[Records from a data source]:
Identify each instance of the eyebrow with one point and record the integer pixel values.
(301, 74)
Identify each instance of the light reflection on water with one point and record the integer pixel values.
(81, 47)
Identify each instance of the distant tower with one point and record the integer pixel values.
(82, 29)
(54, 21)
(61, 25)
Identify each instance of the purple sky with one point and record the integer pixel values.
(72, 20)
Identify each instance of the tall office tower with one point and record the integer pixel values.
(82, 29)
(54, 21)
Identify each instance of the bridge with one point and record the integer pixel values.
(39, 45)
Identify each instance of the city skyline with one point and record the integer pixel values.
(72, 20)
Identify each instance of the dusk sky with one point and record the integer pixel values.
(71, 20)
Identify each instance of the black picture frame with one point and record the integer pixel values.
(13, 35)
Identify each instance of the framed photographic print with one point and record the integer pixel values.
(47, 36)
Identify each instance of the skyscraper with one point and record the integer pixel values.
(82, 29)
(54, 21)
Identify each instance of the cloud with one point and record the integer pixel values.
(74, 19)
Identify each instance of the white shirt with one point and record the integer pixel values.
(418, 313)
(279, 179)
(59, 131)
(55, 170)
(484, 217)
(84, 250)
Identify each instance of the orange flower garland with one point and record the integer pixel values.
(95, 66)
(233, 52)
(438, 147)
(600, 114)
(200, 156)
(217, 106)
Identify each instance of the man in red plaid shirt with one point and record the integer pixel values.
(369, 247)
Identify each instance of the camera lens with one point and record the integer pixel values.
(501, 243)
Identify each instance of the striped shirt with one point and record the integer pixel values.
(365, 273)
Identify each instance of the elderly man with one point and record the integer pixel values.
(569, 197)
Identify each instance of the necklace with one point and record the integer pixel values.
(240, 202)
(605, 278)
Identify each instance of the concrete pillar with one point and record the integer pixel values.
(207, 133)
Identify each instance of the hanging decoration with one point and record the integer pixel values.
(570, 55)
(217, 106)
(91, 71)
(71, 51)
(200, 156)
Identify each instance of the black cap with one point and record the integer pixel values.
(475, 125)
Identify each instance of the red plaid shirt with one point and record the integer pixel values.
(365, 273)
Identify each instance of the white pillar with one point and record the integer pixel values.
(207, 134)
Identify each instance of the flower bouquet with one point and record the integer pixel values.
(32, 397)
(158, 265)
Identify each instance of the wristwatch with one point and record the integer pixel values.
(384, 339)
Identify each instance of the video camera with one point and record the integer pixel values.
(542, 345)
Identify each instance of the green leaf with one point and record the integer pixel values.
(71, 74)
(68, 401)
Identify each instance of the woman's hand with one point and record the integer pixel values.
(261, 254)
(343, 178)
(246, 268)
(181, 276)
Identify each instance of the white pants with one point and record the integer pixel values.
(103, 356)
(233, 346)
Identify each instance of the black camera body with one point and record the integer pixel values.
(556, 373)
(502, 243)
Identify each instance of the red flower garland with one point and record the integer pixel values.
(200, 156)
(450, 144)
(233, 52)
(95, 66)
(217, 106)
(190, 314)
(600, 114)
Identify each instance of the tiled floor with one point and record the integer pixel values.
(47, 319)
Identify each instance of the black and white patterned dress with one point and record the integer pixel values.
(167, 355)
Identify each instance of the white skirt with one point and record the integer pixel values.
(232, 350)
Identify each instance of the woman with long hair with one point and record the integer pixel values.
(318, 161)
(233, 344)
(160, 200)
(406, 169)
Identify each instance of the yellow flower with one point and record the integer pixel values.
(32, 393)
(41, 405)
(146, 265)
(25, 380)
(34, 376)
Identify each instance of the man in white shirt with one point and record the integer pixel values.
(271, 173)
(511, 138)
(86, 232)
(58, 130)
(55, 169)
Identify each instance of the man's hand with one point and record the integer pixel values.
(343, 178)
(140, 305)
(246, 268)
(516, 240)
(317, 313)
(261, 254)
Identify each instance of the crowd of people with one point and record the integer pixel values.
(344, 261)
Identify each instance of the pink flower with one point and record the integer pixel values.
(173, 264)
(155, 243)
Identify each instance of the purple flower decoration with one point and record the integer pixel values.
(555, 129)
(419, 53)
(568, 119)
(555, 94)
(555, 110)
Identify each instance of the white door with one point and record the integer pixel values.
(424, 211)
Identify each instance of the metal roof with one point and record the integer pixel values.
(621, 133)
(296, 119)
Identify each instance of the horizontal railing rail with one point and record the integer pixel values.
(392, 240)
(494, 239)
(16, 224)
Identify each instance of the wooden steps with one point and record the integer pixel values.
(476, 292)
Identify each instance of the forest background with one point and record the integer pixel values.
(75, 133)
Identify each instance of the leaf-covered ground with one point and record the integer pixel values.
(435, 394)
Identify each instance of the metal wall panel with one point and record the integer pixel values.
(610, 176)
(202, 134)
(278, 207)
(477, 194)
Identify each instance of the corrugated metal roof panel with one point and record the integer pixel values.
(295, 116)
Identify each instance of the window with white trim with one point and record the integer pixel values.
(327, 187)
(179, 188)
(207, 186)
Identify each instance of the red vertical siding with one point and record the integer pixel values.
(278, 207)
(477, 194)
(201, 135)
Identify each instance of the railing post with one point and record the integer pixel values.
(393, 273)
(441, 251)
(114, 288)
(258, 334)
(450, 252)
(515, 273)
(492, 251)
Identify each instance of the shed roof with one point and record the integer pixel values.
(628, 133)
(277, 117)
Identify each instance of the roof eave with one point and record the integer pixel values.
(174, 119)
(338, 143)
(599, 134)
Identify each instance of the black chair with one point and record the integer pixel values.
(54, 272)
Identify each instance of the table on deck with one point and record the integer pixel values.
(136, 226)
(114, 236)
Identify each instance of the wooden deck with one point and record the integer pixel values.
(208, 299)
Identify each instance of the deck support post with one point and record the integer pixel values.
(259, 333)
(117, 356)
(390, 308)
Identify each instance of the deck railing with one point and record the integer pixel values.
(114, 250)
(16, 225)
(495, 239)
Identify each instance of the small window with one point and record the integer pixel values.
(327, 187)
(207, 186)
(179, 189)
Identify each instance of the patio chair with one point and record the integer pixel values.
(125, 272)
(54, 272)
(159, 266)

[YOUR OBJECTIVE]: All of the data needs to be repeated exactly.

[EXPECTED ANSWER]:
Identify each instance of the eyebrow with one point and record the integer pixel values.
(301, 74)
Identify each instance of the light reflection on water with one point and record the integer pixel values.
(81, 47)
Identify each instance of the distant tower with one point and record the integer pixel values.
(82, 29)
(54, 21)
(61, 25)
Identify each instance of the purple sky with one point and record the integer pixel values.
(72, 20)
Identify each instance of the tall office tower with one point and record the integer pixel values.
(82, 29)
(54, 21)
Identify each instance of the bridge with one point and record the integer pixel values.
(39, 45)
Identify each instance of the city skyline with one point and record the integer pixel values.
(72, 20)
Identify each instance of the dusk sky with one point and record the integer pixel values.
(71, 20)
Identify each instance of the black picture frame with one point and record the integer pixel values.
(13, 35)
Identify each instance of the framed photographic print with one point and record the integer pixel values.
(47, 36)
Identify each instance of the skyscraper with one point and record the integer pixel values.
(82, 29)
(54, 21)
Identify each instance of the cloud with one point and record the integer pixel values.
(74, 19)
Identify each instance of the white shirt with one point and record the integer pixel values.
(418, 313)
(279, 179)
(59, 131)
(55, 170)
(484, 217)
(84, 250)
Identify each instance of the orange flower garland with one point and record the integer pixel values.
(95, 66)
(233, 52)
(438, 147)
(600, 114)
(200, 156)
(217, 106)
Identify each instance of the man in red plaid shirt with one point and record the integer pixel values.
(369, 247)
Identify each instance of the camera lens with one point and record the integer pixel values.
(501, 243)
Identify each instance of the striped shirt with one point and record the integer pixel values.
(365, 273)
Identify each instance of the elderly man with one point and record the integer pixel values.
(569, 197)
Identify each instance of the necklace with one point and record the integer pixel values.
(240, 202)
(605, 278)
Identify each instance of the concrete pillar with one point and record the integer pixel values.
(207, 133)
Identify each instance of the hanging decoration with one point and record the integer pixel values.
(570, 55)
(217, 106)
(91, 71)
(71, 51)
(200, 156)
Identify each instance of the black cap with one point and record the integer pixel values.
(475, 125)
Identify each instance of the red plaid shirt with one point and record the integer pixel values.
(365, 273)
Identify each instance of the white pillar with one point and record the integer pixel values.
(207, 134)
Identify each instance of the flower bouquet with one point and record the integer pixel values.
(32, 397)
(158, 265)
Identify each instance of the wristwatch with one point and record the integer pixel values.
(384, 339)
Identify each instance of the video camera with one point and record the integer pixel values.
(542, 345)
Identify each instance of the green leaf with one point and record the integer pixel values.
(71, 74)
(68, 401)
Identify each instance of the woman's hand with one point and record the integer pixel values.
(261, 254)
(343, 178)
(246, 268)
(181, 276)
Identify each instance of the white pants with one point and record the integer pixel values.
(103, 356)
(233, 346)
Identify each instance of the black camera body with one point and record the integer pixel values.
(556, 373)
(502, 243)
Identify each instance of the red flower garland with one point and record the integer pixel values.
(200, 156)
(450, 144)
(233, 52)
(95, 66)
(217, 106)
(190, 314)
(600, 114)
Identify each instance of the tiled floor with one point and record the integer pixel values.
(47, 319)
Identify each instance of the black and white patterned dress with one point and record the integer pixel values.
(167, 355)
Identify each instance of the white skirt with one point and record the integer pixel values.
(232, 350)
Identify each instance of the woman with long hair with one point and record the integer pixel values.
(318, 161)
(233, 344)
(160, 200)
(406, 169)
Identify each instance of the yellow flower with one point and record the integer pixel values.
(32, 393)
(41, 405)
(146, 265)
(25, 380)
(34, 376)
Identify each instance of the man in white shirt with one point and record the integer pixel values.
(271, 173)
(511, 138)
(86, 232)
(58, 130)
(55, 169)
Identify each instance of the man's hand with one point and record the integer pixel values.
(343, 178)
(140, 305)
(246, 268)
(516, 240)
(317, 313)
(261, 254)
Identify each instance of the crowd of people with one point and record the integer pixel values.
(344, 261)
Identify each instance of the pink flower with one point and record the integer pixel values.
(173, 264)
(155, 243)
Identify each instance of the purple flower decoration with one point and record the integer pixel values.
(555, 129)
(419, 53)
(568, 119)
(555, 94)
(555, 110)
Identify each instance of the white door with one point and record the integer pixel values.
(424, 211)
Identify each instance of the metal roof with one point and record the integer pixel values.
(621, 133)
(296, 119)
Identify each instance of the horizontal railing rail with one point and record the integer pixel values.
(392, 240)
(494, 239)
(16, 224)
Identify each instance of the wooden steps with one point and record the integer pixel values.
(476, 292)
Identify each instance of the forest background with one point and record the integer pixel values.
(75, 133)
Identify each instance of the leaf-covered ground with one point and record the integer pixel values.
(435, 394)
Identify each instance of the metal wall panel with one point and record the integer pixel values.
(610, 176)
(202, 134)
(278, 207)
(477, 194)
Identify each instance of the corrugated metal roof panel with one point and record the integer pixel values.
(295, 116)
Identify each instance of the window with white trim with one point and record the integer pixel values.
(327, 187)
(179, 188)
(207, 186)
Identify each instance of the red vertical siding with one point and record the integer pixel values.
(278, 207)
(477, 194)
(201, 135)
Identify each instance of the railing post with one point and record the integer pixel values.
(393, 273)
(441, 251)
(114, 288)
(258, 334)
(450, 252)
(515, 273)
(492, 251)
Identify each instance of the shed roof with one point and record the integer pixel values.
(628, 133)
(277, 117)
Identify each instance of the roof eave with one point and record the integer pixel values.
(174, 119)
(338, 143)
(599, 134)
Identify each instance of the black chair with one point and record the integer pixel values.
(54, 272)
Identify each instance of the table on deck with one point and record the integer pixel values.
(136, 226)
(114, 236)
Identify each instance of the wooden deck with one point and record the integer pixel values.
(208, 299)
Identify each instance of the deck support post with one point and record the integer pixel values.
(259, 333)
(117, 356)
(390, 308)
Identify each instance of the deck railing with one point and record the integer pixel values.
(114, 250)
(16, 225)
(495, 239)
Identify each instance of the small window with one point and record the integer pixel values.
(327, 187)
(207, 186)
(179, 189)
Identify each instance of the patio chair with one point and record the integer pixel values.
(125, 272)
(54, 272)
(159, 266)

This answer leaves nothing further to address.